* _課題一覧_:
#1 本文によれば、回転電機や変圧器等の電気機器の性能は、何によって決定されるといっても過言ではないとされているか。
#2 本文のうち「また、回転電機等はその使用環」から「は高度な耐折性が要求される。」までを、一字も変えずに書き写すこと。
#3 本文の【0008】で、熱硬化性の融着層に含まれるとされている成分をすべて挙げること。

また、回転電機等はその使用環境においてオイルに曝されるために、巻線の固着状態が油に曝されても安定して維持されることが求められる。
【0006】
また、小型化又は高性能化された電気・電子機器(単に電気機器ともいう)においては、絶縁電線を加工(例えば、巻線加工(コイル加工))してなる巻線(コイル)を非常に狭い部分へ押し込んで使用するような使い方が多く見られるようになっている。例えば、回転電機や変圧器等の電気機器においては、コイルをステータコアのスロット中に何本入れられるかにより、その性能が決定されるといっても過言ではない。これらの電気機器に用いる絶縁電線は複雑に、かつ小さな屈曲半径で曲げ加工される。したがって、樹脂被覆層には高度な耐折性が要求される。
【0007】
本発明は、最外被覆層として融着層を有する絶縁電線であって、曲げ加工によっても被覆層に亀裂が生じにくく耐折性に優れ、且つ、固着させた融着層が高温環境に曝しても強固な固着状態を安定に維持でき、さらに油中に浸漬しても固着状態を安定に保つことができる絶縁電線、当該絶縁電線を用いたコイル、当該コイルを用いた電気・電子機器を提供することを課題とする。
【課題を解決するための手段】
【0008】
本発明者らは、断面が矩形の導体上に熱可塑性樹脂層を設け、当該熱可塑性樹脂層の外周にさらに、エポキシ基含有フェノキシ樹脂と特定のエポキシ樹脂とを特定比で含み、且つイミダゾール系硬化剤を含んでなる熱硬化性の融着層を設けた絶縁電線が、折り曲げても亀裂が生じにくく耐折性に優れること、熱硬化して固着させた融着層の固着状態が高温環境に曝しても安定して維持できること、さらに油中に浸漬しても上記固着状態を安定に維持できることを見い出した。本発明はこれらの知見に基づき完成されるに至ったものである。

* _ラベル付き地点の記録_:
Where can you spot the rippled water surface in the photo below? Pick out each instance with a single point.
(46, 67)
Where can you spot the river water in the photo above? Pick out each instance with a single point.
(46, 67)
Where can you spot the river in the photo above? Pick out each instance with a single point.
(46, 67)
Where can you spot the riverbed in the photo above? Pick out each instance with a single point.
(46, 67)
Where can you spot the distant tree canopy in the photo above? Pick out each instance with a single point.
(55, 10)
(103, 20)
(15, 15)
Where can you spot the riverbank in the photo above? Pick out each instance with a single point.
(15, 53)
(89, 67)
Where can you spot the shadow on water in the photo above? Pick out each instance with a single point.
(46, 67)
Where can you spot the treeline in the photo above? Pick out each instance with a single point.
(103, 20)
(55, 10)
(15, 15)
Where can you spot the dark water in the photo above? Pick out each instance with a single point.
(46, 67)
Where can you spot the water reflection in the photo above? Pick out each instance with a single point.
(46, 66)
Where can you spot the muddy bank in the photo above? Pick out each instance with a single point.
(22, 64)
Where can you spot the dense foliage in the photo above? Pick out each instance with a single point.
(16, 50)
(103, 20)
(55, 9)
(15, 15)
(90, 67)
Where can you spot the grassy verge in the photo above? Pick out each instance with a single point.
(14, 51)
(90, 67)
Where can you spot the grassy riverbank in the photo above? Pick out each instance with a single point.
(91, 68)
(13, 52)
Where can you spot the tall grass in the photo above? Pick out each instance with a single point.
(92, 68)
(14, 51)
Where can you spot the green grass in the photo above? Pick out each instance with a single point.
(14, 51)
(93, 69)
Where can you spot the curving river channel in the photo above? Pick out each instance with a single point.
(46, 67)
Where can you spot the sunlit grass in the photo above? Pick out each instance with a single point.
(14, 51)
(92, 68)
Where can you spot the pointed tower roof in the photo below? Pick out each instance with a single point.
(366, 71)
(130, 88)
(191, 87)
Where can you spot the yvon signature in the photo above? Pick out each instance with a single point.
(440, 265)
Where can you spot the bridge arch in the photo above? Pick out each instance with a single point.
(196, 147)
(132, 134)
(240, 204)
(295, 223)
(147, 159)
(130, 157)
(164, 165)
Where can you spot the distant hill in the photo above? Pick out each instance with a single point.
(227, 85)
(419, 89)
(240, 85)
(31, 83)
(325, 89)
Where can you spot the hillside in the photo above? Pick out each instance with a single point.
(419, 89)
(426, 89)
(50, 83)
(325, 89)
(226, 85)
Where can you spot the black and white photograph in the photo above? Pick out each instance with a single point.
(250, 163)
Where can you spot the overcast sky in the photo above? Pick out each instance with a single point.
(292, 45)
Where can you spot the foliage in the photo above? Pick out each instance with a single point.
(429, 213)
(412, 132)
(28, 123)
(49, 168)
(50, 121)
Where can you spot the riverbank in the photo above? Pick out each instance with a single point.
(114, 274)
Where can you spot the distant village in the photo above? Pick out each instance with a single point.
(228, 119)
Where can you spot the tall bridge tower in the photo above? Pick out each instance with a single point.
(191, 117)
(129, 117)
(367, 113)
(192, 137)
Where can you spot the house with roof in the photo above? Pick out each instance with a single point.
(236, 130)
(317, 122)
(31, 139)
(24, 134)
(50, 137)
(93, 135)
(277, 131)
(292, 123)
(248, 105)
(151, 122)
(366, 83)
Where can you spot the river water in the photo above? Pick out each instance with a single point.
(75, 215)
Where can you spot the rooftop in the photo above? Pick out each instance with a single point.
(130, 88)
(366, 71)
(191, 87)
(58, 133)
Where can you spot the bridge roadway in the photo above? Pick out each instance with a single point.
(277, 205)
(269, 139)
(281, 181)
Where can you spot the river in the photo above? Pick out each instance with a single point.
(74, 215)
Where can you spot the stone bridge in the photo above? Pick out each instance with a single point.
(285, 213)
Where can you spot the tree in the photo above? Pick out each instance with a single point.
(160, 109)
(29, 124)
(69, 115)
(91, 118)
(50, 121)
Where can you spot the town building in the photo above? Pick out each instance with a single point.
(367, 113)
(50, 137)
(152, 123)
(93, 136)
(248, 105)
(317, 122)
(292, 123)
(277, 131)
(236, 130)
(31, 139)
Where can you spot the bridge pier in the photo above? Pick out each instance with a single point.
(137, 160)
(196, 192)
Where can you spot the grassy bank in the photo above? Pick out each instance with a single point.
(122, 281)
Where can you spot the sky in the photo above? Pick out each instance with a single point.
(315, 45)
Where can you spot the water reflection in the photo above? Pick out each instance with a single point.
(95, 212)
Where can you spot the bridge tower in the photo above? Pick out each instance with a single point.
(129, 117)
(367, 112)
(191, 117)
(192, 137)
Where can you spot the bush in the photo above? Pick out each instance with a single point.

* _課題別解答_:
#1 コイルをステータコアのスロット中に何本入れられるかによって決定される。

#2
また、回転電機等はその使用環境においてオイルに曝されるために、巻線の固着状態が油に曝されても安定して維持されることが求められる。
【0006】
また、小型化又は高性能化された電気・電子機器(単に電気機器ともいう)においては、絶縁電線を加工(例えば、巻線加工(コイル加工))してなる巻線(コイル)を非常に狭い部分へ押し込んで使用するような使い方が多く見られるようになっている。例えば、回転電機や変圧器等の電気機器においては、コイルをステータコアのスロット中に何本入れられるかにより、その性能が決定されるといっても過言ではない。これらの電気機器に用いる絶縁電線は複雑に、かつ小さな屈曲半径で曲げ加工される。したがって、樹脂被覆層には高度な耐折性が要求される。

#3 エポキシ基含有フェノキシ樹脂、特定のエポキシ樹脂、イミダゾール系硬化剤